*** Opening of GIVEN INFORMATION ***

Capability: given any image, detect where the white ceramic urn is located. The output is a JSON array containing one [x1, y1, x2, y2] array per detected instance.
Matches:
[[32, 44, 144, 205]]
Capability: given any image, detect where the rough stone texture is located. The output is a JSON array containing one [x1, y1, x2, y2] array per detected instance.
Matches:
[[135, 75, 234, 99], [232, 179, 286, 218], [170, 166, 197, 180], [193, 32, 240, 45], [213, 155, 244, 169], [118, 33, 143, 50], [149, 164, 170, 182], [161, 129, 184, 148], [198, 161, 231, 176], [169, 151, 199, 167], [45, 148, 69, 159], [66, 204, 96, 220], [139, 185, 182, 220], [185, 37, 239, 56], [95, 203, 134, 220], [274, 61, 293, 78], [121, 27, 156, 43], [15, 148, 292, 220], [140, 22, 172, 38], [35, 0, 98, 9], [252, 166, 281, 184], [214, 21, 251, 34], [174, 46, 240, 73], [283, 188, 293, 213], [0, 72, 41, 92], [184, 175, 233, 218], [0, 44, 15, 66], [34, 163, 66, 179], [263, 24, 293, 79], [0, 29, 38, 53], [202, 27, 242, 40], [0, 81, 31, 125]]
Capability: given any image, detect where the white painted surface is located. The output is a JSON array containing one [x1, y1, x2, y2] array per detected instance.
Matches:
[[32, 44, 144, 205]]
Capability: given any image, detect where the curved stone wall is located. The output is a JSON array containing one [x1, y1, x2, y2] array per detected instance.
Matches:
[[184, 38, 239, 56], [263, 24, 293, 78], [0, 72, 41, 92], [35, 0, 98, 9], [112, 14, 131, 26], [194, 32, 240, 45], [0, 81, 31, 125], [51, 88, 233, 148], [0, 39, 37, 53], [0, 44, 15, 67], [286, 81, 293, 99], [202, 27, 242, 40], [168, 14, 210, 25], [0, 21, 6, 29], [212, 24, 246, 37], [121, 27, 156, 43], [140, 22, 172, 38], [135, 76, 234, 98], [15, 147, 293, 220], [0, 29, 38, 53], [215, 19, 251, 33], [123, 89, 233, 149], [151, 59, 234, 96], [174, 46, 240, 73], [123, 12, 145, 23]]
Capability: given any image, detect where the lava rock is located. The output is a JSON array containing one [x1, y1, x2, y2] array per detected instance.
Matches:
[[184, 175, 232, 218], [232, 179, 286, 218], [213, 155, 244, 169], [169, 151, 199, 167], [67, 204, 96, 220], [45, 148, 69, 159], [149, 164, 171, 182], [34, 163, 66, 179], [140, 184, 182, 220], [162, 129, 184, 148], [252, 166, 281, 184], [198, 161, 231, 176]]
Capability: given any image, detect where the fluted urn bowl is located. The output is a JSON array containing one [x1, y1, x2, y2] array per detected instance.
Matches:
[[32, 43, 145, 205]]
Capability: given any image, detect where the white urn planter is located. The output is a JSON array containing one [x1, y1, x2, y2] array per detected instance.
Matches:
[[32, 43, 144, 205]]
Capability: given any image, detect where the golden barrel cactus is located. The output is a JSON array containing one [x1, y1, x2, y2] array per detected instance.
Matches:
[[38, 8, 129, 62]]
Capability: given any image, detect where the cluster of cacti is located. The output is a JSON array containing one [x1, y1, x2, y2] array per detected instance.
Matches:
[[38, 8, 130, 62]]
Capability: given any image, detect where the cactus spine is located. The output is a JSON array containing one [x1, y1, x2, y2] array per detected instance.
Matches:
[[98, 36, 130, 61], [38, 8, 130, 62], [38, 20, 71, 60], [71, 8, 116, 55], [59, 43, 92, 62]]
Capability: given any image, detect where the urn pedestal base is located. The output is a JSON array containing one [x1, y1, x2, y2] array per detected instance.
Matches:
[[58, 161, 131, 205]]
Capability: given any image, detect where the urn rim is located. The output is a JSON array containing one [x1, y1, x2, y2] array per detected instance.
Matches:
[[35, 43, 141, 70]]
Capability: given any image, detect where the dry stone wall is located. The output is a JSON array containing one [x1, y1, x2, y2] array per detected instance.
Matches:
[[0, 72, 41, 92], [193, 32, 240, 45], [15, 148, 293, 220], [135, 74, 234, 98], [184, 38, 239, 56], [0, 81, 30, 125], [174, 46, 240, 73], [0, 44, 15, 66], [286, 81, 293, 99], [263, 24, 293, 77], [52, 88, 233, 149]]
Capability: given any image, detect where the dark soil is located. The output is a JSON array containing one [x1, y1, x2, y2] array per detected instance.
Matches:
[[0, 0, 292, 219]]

*** Close of GIVEN INFORMATION ***

# TASK TO CARRY OUT:
Every line above with the string "cactus" in it needs to be copied.

# SOLUTION TO THIS TASK:
Capability: given any image, detect where the golden barrel cactus is located. The output is a JSON array containing one [x1, y1, x2, y2] array per detected instance.
Capability: given any image, detect where the cactus spine is located. The output is a JSON array containing one [x1, y1, x2, y2] array per detected instance.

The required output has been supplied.